Isso significa adotar práticas de manejo que considerem a
relação entre o estoque em exploração
e as variáveis ambientais que incidem sobre ele. O mais importante
é que esse manejo considera que o rendimento máximo
sustentável adquirido sob condições ambientais
favoráveis não pode ser mantido sob condições
desfavoráveis. No caso da manjuba, o que deve ser entendido
como condição favorável é a alta pluviosidade.
A quantidade de chuva condiciona a vazão, que condiciona
a entrada da manjuba no rio e a sua reprodução.
Com
esses argumentos, pode-se alertar o poder público e a sociedade
sobre o desastre ambiental que pode ser provocado pela construção
de barragens no rio Ribeira, o único rio de porte médio
do estado de São Paulo que ainda não as possui em
seu leito. Uma barragem impediria que se completasse o ciclo produtivo
da manjuba.
Preservar
o homem - Plano algum de conservação pode
ser eficaz sem ordenamento e controle rígido do cumprimento
de normas ambientais.
O defeso
não funciona sem fiscalização. Um exemplo é
o que acontece com o camarão-rosa. As estatísticas
do IP demonstram que sua população continua diminuindo.
Esse fato deve-se ao tamanho da frota pesqueira que captura esse
camarão e às falhas na fiscalização.

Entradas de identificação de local
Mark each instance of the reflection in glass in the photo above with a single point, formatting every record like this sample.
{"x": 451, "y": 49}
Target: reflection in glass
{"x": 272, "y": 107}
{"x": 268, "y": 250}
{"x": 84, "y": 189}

O que fazer:
Transcreva o texto sobre a manjuba desde "Isso significa adotar" até "a sua reprodução.", incluindo essas palavras. O material acima não tem nenhuma ligação com o texto sobre a manjuba.

Resposta completa:
Isso significa adotar práticas de manejo que considerem a
relação entre o estoque em exploração
e as variáveis ambientais que incidem sobre ele. O mais importante
é que esse manejo considera que o rendimento máximo
sustentável adquirido sob condições ambientais
favoráveis não pode ser mantido sob condições
desfavoráveis. No caso da manjuba, o que deve ser entendido
como condição favorável é a alta pluviosidade.
A quantidade de chuva condiciona a vazão, que condiciona
a entrada da manjuba no rio e a sua reprodução.